### EXERCISE
Copy character for character the part of the records that opens at their very start and closes with the line containing "positive clicks: (88, 45)".

[Stored data entries]
*** Begin section ***
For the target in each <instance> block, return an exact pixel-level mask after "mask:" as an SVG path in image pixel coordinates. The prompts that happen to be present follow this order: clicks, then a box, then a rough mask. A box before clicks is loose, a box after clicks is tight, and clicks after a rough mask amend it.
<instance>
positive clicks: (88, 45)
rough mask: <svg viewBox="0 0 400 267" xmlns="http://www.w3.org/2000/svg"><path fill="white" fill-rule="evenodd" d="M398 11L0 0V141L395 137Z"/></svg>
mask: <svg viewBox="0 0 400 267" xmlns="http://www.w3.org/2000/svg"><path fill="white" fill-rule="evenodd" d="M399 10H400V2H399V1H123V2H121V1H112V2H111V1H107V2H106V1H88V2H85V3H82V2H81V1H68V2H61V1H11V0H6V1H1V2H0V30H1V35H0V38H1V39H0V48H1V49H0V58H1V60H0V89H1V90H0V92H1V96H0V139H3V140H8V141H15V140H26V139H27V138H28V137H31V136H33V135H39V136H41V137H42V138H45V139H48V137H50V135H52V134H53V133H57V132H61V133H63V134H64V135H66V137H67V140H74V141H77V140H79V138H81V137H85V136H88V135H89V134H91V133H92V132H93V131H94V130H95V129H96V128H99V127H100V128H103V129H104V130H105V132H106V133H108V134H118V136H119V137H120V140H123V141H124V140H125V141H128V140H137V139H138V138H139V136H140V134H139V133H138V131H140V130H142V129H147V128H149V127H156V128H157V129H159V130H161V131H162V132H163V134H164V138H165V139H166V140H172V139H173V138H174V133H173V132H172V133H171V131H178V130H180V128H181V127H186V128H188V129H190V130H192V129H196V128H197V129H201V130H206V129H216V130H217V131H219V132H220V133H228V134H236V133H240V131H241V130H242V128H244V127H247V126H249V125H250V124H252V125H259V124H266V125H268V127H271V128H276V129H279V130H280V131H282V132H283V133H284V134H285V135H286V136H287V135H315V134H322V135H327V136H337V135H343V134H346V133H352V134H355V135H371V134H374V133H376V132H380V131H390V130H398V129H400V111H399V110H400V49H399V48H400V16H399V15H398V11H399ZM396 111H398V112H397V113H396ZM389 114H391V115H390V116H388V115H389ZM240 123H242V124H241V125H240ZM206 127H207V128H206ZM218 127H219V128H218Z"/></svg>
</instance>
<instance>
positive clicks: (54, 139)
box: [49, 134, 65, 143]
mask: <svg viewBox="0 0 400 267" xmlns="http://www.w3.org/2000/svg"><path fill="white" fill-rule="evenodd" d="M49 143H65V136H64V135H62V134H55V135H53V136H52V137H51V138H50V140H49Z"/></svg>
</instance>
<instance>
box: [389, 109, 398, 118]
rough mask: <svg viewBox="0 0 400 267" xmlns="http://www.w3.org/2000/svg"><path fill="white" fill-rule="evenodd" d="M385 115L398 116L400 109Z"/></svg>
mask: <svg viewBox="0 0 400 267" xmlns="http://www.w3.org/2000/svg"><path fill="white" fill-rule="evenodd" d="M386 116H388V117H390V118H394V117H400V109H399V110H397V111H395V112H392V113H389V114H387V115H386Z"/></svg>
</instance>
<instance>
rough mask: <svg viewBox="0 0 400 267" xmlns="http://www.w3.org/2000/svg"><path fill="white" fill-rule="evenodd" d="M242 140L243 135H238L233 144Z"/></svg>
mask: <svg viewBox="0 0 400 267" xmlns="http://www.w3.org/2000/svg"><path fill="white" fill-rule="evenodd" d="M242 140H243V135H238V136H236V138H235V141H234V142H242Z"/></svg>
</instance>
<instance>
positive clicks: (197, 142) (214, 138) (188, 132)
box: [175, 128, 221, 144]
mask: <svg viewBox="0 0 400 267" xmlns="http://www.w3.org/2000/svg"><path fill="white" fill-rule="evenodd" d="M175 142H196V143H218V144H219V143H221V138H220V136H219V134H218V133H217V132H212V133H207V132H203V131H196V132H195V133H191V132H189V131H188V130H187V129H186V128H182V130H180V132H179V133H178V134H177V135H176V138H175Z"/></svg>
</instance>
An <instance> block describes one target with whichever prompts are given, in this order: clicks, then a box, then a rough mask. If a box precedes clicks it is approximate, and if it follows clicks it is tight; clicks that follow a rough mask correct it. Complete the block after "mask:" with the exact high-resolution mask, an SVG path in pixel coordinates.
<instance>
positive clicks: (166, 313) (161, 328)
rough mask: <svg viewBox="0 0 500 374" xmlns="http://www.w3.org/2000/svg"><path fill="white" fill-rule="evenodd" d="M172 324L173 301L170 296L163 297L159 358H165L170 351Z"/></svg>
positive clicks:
*** End section ***
### EXERCISE OUTPUT
For the target in each <instance> block, return an exact pixel-level mask after "mask:" as an SVG path in image pixel coordinates. The prompts that happen to be present follow this order: clicks, then a box, then a rough mask. A box before clicks is loose, a box after clicks is tight, and clicks after a rough mask amend it.
<instance>
positive clicks: (88, 45)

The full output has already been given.